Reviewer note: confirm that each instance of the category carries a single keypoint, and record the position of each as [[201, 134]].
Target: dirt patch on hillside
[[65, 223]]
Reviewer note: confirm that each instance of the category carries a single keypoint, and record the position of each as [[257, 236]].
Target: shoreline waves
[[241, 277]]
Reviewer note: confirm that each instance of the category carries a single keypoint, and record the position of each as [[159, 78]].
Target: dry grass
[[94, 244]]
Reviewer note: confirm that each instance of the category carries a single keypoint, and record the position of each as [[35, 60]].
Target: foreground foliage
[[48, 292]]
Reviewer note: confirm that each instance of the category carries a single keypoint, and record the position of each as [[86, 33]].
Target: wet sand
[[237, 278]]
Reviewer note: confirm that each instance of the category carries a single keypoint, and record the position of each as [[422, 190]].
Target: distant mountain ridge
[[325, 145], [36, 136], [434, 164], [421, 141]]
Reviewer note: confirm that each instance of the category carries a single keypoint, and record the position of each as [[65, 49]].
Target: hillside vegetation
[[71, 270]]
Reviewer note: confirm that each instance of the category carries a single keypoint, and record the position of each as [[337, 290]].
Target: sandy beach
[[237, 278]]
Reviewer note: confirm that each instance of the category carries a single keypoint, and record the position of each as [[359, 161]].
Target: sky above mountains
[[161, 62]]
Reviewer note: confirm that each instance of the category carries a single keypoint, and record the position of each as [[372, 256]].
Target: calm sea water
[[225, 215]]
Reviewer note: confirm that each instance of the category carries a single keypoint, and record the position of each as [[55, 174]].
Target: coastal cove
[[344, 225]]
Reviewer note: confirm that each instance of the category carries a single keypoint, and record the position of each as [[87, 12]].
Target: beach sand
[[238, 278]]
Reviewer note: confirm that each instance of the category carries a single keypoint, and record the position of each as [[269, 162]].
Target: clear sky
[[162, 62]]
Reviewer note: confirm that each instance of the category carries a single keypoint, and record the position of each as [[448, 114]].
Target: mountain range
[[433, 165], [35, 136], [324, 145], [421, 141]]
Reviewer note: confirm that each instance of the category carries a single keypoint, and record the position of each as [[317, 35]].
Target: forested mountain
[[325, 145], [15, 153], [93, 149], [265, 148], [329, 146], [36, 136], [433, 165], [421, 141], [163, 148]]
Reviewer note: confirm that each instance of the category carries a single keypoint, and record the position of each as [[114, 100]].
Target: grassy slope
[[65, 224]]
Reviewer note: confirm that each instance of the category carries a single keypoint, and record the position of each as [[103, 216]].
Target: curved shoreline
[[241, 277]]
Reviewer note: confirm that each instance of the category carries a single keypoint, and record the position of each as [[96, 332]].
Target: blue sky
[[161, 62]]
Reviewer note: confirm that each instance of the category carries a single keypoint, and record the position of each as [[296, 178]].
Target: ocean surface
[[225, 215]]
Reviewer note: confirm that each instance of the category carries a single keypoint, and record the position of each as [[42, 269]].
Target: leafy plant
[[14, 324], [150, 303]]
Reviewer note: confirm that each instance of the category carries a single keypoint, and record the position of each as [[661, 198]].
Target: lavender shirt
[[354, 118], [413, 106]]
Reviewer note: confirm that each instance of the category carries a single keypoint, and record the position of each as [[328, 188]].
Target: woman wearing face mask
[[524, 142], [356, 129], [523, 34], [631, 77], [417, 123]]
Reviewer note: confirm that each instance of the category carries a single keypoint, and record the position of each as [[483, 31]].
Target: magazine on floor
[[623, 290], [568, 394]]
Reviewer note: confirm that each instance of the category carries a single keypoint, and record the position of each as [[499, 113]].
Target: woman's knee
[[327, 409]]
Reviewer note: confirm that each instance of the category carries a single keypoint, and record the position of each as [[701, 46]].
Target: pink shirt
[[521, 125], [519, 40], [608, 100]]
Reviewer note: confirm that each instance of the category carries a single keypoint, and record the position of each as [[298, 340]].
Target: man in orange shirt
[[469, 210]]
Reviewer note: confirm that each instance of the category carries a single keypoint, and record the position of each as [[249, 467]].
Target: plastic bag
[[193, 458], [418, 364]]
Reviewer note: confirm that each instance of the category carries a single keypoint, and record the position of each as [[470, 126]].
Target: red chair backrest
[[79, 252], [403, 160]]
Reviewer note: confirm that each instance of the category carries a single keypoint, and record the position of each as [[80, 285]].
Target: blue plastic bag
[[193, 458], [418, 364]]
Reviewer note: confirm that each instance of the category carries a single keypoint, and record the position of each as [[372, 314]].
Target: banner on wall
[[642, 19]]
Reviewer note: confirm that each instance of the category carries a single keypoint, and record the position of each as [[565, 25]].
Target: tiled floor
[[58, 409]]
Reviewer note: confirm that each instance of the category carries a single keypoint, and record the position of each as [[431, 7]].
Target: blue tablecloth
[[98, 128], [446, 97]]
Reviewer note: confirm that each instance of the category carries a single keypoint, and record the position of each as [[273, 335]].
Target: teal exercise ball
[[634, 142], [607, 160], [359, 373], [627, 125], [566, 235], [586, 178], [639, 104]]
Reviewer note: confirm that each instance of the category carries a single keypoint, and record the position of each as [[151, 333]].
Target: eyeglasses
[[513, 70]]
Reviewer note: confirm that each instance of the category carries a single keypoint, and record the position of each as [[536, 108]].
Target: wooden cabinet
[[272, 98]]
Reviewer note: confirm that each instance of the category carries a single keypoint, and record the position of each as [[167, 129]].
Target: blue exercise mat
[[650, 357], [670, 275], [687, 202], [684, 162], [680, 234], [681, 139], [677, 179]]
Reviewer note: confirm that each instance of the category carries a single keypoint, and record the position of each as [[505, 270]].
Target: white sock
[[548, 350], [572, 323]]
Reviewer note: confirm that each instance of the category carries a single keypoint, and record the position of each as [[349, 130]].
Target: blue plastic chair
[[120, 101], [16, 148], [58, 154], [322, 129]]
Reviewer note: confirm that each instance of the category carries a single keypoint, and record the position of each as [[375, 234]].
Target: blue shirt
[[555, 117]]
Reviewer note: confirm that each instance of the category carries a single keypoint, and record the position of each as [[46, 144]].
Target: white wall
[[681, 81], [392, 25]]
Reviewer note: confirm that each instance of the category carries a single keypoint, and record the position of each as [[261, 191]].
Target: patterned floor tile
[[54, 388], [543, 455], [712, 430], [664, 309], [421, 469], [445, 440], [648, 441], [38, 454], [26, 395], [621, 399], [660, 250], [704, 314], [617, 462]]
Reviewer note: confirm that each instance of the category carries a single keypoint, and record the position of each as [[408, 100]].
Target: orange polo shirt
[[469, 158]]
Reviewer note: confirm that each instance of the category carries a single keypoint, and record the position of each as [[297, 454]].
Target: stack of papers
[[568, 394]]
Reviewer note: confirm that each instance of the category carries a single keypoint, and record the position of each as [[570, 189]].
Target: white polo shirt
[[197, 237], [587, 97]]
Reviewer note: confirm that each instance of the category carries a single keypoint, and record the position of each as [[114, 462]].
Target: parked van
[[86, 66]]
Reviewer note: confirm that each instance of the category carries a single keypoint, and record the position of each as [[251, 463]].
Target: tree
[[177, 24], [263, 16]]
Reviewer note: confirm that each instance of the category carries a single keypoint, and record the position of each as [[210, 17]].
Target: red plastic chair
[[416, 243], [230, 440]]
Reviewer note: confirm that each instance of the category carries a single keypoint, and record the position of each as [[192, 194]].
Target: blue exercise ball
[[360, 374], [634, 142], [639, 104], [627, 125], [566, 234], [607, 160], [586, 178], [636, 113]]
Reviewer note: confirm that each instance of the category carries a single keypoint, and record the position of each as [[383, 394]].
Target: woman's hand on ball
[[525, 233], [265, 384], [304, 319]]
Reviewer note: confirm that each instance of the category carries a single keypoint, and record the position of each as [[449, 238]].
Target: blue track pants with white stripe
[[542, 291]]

______

# [WHAT THIS TASK INVOLVES]
Every line from the one containing "as [[383, 394]]." to the end of the material above must be written out exactly. Nothing else is wanted.

# [RESULT]
Reviewer note: confirm that each instance of the category carries a single keypoint, and record the position of each as [[383, 394]].
Target: woman's hand on ball
[[525, 233], [265, 384], [304, 319]]
Reviewer note: confirm that each instance of the category carries a single keypoint, and record the position of each as [[449, 238]].
Target: blue track pants with white stripe
[[542, 291]]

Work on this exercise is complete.